### [Problems and tasks]
**A.** Copy word for word the part of the workplace relationships passage below that begins at the words "On the other" and ends after "suffer for it.".
**B.** Pick up the passage below on workplace relationships and conflict resolution where it stops, and keep writing it, not the listing that follows it.

───── Article

But what if you actually chose the weaker of the two candidates? Your lover will have suffered a career setback, through no fault of their own. And the selected candidate may not be ready for such a position, and has essentially been set up for failure. Both of them, and you, by extension, not to mention the company, have all been shortchanged.

On the other hand, let’s say your sweetheart is by far the most capable and qualified, and you even seek other opinions, to validate your judgement. So, you put them in the position, and then can’t understand why productivity drops, morale dips, and your decision begins to appear to have been a mistake. Maybe because some in the workforce are certain that the only reason your sweetheart got the job, is because of being your sweetheart. You’ve undermined their credibility and your own, and once again, the company will also suffer for it.

Not exactly a win–win situation, is it?

For that reason, I agree with policies that require that if a relationship forms between two employees, one of them must be transferred to a separate workgroup, to remove (or at least, minimize) such issues. I have worked with companies that had boyfriend/girlfriend and husband/wife employees, and it can be a delicate situation. On a personal level, I recommend against it, but from a point of legality, it can be a very touchy issue. I would strongly recommend consulting with your attorney, before implementing any policy dealing with such relationships.

Conflict Resolution

It is inevitable for people to disagree occasionally. We all have our different perspectives and motivations, and our opinions vary immensely. Imagine how boring life would be if everyone always agreed with us (and if that thought appeals to you, then imagine how boring it would be if WE had to agree with everyone ELSE all the time).

──────────
───── Dataset extract

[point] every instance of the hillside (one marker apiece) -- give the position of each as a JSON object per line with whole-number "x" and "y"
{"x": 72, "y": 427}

──────────

### [Answers provided]
**A.**
On the other hand, let’s say your sweetheart is by far the most capable and qualified, and you even seek other opinions, to validate your judgement. So, you put them in the position, and then can’t understand why productivity drops, morale dips, and your decision begins to appear to have been a mistake. Maybe because some in the workforce are certain that the only reason your sweetheart got the job, is because of being your sweetheart. You’ve undermined their credibility and your own, and once again, the company will also suffer for it.

**B.**
Conflict of opinions is healthy and productive. It’s how new ideas are born. New ideas, of course, can easily go unnoticed, in the heat of an irrational debate. So it’s important to keep a lid on our emotions, and an open mind, in order to allow us to spot those fleeting ideas as they go whizzing past.

Between you and another

As an individual involved in a disagreement, our first goal should be to keep the discussion on a civil level. Once we accomplish and maintain that, there will be plenty of time to try to persuade the other party over to our way of thought. But until both parties have their emotions reined in, no agreement can take place.

I realize it’s not always as easy to do as it is to say, but the fact of the matter is, as long as either one of the parties is overly emotional, the discussion will accomplish nothing constructive. So, assuming that you are able to be the first to realize this, and rein in your emotions, then the next step is to defuse the emotions of the other person. In order to do that, you need to understand with which emotion you are dealing. Is it anger? Frustration? Fear? All these are very strong emotions, and must be addressed in different manners.

If it’s anger, it’s usually relatively simple to defuse. One method is to simply dilute their anger by mixing it with understanding. Help them to see that whatever caused their anger may have been an accident, or perhaps caused by a misunderstanding, and express YOUR understanding of why they might be angry. “I might feel the same way in your position…” often has the effect of calming a person down a bit. It lessens the sense of confrontation, and gives them the feeling that you are listening to them and understanding their postion, without necessarily agreeing with it.

If it’s frustration, a similar approach is often successful in getting the discussion back on a constructive path. “I imagine you ARE frustrated… I would be, too!” can have the same effect, and opens the way to explaining some of the external causes that might be creating their frustration, and proposing some solutions.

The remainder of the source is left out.